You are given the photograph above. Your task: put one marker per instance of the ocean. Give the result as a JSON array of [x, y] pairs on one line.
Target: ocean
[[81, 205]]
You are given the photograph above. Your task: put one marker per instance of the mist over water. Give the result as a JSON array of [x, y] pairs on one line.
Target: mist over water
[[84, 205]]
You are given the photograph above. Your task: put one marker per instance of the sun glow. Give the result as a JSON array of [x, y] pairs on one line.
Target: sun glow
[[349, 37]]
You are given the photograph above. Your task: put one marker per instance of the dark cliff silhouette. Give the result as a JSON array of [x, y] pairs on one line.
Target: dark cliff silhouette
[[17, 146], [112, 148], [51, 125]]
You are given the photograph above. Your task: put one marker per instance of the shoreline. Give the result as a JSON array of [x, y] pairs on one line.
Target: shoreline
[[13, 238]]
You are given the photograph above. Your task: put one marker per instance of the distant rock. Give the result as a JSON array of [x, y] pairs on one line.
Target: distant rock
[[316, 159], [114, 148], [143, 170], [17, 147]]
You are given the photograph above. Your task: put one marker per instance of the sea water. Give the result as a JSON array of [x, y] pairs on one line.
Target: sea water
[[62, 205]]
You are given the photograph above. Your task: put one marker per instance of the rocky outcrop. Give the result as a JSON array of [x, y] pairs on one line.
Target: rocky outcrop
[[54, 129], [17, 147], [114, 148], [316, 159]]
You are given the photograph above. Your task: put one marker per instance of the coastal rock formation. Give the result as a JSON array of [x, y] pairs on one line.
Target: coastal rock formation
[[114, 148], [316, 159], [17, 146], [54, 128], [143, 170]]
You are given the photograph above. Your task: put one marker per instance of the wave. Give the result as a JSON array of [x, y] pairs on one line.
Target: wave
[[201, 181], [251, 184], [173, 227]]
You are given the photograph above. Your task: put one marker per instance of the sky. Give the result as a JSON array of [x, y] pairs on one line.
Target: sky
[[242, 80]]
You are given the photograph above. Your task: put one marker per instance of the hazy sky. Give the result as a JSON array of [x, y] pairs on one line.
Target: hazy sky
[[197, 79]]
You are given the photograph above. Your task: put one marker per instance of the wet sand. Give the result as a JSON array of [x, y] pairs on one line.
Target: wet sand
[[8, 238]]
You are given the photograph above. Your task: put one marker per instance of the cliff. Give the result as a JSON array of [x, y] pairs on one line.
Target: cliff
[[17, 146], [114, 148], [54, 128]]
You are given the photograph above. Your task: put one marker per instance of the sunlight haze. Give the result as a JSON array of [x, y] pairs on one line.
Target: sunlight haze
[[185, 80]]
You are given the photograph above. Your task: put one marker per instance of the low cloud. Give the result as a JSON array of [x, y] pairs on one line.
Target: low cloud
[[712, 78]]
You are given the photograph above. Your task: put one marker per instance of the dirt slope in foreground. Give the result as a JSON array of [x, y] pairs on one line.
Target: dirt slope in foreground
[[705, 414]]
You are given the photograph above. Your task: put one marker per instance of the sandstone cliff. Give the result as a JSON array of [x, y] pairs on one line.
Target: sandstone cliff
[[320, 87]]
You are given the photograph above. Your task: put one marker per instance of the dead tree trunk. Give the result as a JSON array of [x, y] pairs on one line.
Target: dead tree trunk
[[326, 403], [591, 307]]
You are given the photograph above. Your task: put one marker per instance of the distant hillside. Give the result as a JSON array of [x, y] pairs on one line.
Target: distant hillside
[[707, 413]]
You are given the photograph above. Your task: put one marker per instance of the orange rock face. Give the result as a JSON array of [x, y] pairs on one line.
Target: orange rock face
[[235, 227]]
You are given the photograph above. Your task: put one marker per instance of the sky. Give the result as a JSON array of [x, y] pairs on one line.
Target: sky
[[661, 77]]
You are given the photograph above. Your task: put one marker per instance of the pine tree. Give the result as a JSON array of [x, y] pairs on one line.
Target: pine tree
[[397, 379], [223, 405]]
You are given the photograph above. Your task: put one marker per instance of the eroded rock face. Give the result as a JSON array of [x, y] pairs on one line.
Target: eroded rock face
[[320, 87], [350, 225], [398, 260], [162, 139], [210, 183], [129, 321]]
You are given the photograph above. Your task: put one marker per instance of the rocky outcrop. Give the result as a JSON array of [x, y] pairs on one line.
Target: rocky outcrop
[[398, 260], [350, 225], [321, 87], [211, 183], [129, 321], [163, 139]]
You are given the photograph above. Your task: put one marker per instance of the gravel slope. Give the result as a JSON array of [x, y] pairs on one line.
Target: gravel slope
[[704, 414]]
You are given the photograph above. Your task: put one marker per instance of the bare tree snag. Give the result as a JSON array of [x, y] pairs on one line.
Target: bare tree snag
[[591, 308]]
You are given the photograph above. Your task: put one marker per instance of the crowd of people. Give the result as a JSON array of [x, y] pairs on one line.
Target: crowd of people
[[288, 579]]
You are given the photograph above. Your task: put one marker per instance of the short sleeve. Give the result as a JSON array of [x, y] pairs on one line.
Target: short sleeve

## Task to complete
Revise all of the items above so that every "marker" becomes "point", and keep everything else in them the same.

## Solution
You are given the photograph above. Your task: put one point per instance of the ocean. Give the result as a JSON array of [x, y] pairs on one line.
Target: ocean
[[81, 205]]
You are given the photograph above. Your task: put one point per instance of the mist over water. Give the result as a JSON array of [x, y] pairs on one line.
Target: mist over water
[[84, 205]]
You are given the photograph above. Your task: put one point per instance of the sun glow. Give the result as a JSON array of [x, y] pairs on one line.
Target: sun glow
[[349, 37]]
You are given the photograph above. Your task: put one point per instance of the dark cliff silhouette. Give the result as a JSON array of [x, y] pairs on one line.
Target: dark cliff silhouette
[[17, 146], [112, 148], [51, 125]]
You are given the photograph above. Your task: put one point per instance of the shoreline. Give the result as a JSON array of [x, y] pairs on one line.
Target: shoreline
[[13, 238]]
You are given the photograph above. Your task: put one point per instance of the distant rock. Give the result as a JSON array of [x, y] pairs on one line.
Target: distant rock
[[316, 159], [114, 148], [143, 170], [17, 147]]
You are given the photograph above. Your task: put one point per instance of the sea water. Give the result as a JSON array of [x, y] pairs on one line.
Target: sea water
[[62, 205]]
You are given the photograph above. Your task: put one point per instance of the rocky outcrop. Give the result as a JSON array of [x, y] pairs on one line.
Target: rocky outcrop
[[54, 129], [17, 147], [114, 148], [316, 159]]
You are given the photograph above. Your task: put one point per instance of the coastal rock formation. Give the result as a JSON array of [x, y] pairs on one line.
Target: coastal rock formation
[[114, 148], [316, 159], [17, 146], [54, 128], [143, 170]]
You are given the photograph above. Your task: put one point per instance of the wave. Give the result as a JSON array of [x, y] pairs on one line.
Target: wave
[[201, 181], [251, 184], [173, 227]]
You are given the photograph above. Your task: put one point per instance of the sky. Give the result as a JSON array of [x, y] pairs on one line.
Target: sky
[[242, 80]]
You are given the photograph above. Your task: put one point per instance of the hazy sky. Give the result as a JSON array of [x, y] pairs on one line.
Target: hazy sky
[[197, 79]]
You are given the photograph above. Your task: put one point per instance of the wet sand. Give the result as a JSON array of [x, y] pairs on one line.
Target: wet sand
[[8, 238]]
You are given the photograph above. Your task: put one point per instance of the cliff. Give the result as a JSON array of [x, y] pairs on one line.
Target: cliff
[[17, 146], [114, 148], [54, 128]]
You are given the photograph above. Your task: put one point per instance of the sunlight haze. Give the result as a JSON array of [x, y] pairs on one line.
Target: sunlight haze
[[185, 80]]
You are given the photograph above. Your task: put one point per instance of the low cloud. Give the result as a JSON array of [x, y] pairs on one line.
Target: low cloud
[[712, 78]]
You are given the photograph above. Your task: put one point per instance of the dirt slope in foreground. Give the result as a JSON array of [x, y] pairs on one line.
Target: dirt slope in foreground
[[705, 414]]
You are given the photograph above. Your task: put one point per instance of the sandstone cliff. Give the result as a JSON array of [x, y] pairs on one line.
Target: sandstone cliff
[[320, 87]]
You are given the photograph above. Your task: put one point per instance of the dead tree trunk. Give the result as a JSON array of [x, y] pairs on one line.
Target: dead tree trunk
[[326, 403], [591, 307]]
You are given the photograph above. Your task: put one point per instance of the distant hillside. Give the result as a JSON array of [x, y] pairs on one line.
Target: distant hillside
[[707, 413]]
You are given the photograph above. Your task: put one point per instance of the orange rock face. Give the result as a JSON array of [x, y] pairs on one line.
Target: orange rock face
[[235, 227]]
You are given the photograph above. Your task: put one point per instance of the sky. Give the result as a JSON array of [x, y] pairs on one line.
Target: sky
[[661, 77]]
You are given the photograph above. Your task: put one point per instance of the pine tree. Give the result as a JSON array of [x, y] pairs on one line.
Target: pine tree
[[397, 379], [223, 405]]
You are given the photograph above. Your task: put one point per instance of the eroded rock face. Give the result as a JSON array of [x, y] pairs on one line.
Target: eroded rock face
[[320, 87], [350, 225], [398, 260], [162, 139], [210, 183], [129, 321]]
You are given the photograph above. Your task: put one point per instance of the rocky outcrop. Give the result as a JSON array of [x, y] pairs on one line.
Target: rocky outcrop
[[398, 260], [350, 225], [321, 87], [211, 183], [129, 321], [163, 139]]
You are given the photograph above. Your task: put one point per instance of the gravel slope. Give the result as a JSON array of [x, y] pairs on one line.
Target: gravel slope
[[704, 414]]
You are given the photograph above. Your task: put one point per instance of the bare tree snag. Give the result as a JSON array of [x, y] pairs on one line.
Target: bare tree snag
[[591, 308]]
You are given the photograph above. Your task: put one point per instance of the crowd of people. Give the result as a JSON array of [x, y] pairs on one line.
Target: crowd of people
[[288, 579]]
You are given the photograph above. Your task: put one point per instance of the short sleeve. Give the result as a JSON array of [x, y] pairs on one line.
Target: short sleeve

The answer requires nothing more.